[WHAT TO WORK ON]
Copy out the following records word for word, every line of them, with no change.

[Collected data entries]
----
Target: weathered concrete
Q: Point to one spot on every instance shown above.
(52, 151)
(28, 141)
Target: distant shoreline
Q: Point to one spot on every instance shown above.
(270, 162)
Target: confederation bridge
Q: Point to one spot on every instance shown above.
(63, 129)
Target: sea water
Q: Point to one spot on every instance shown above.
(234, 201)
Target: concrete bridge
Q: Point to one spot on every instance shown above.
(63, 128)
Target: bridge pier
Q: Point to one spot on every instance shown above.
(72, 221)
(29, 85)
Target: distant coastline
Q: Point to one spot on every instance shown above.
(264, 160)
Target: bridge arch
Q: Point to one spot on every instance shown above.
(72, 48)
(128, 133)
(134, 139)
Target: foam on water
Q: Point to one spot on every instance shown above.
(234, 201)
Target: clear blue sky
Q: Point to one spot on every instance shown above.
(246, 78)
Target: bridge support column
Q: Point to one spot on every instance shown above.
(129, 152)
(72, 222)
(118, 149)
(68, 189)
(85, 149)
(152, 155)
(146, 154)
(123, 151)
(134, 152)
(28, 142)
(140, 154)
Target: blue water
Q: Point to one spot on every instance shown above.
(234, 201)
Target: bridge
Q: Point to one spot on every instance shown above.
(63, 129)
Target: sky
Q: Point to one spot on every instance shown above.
----
[WORKED SOLUTION]
Target: weathered concrete
Q: Point to one spot on every instance shown above.
(52, 151)
(28, 141)
Target: distant shoreline
Q: Point to one spot on every instance shown above.
(270, 162)
Target: confederation bridge
Q: Point to one spot on every instance shown above.
(63, 129)
Target: sea water
Q: Point to one spot on every instance shown above.
(234, 201)
Target: concrete bridge
Q: Point to one spot on every instance shown above.
(63, 128)
Target: bridge pier
Q: Point to one spot on every instance shown above.
(72, 221)
(29, 85)
Target: distant coastline
Q: Point to one spot on every instance shown above.
(264, 160)
Target: bridge arch
Q: Point to one spot on every instance shown above.
(72, 48)
(128, 133)
(134, 139)
Target: foam on water
Q: Point to one spot on every instance shown above.
(234, 201)
Target: clear blue sky
Q: Point to one spot on every instance shown above.
(246, 78)
Target: bridge support column
Q: Point to one spot on every instance shown above.
(129, 152)
(72, 222)
(118, 149)
(68, 189)
(85, 149)
(152, 155)
(146, 154)
(123, 151)
(134, 152)
(28, 142)
(140, 154)
Target: blue water
Q: Point to one spot on every instance shown above.
(234, 201)
Target: bridge
Q: Point to one spot on every instance shown above.
(63, 129)
Target: sky
Q: Point to one spot on every instance shown above.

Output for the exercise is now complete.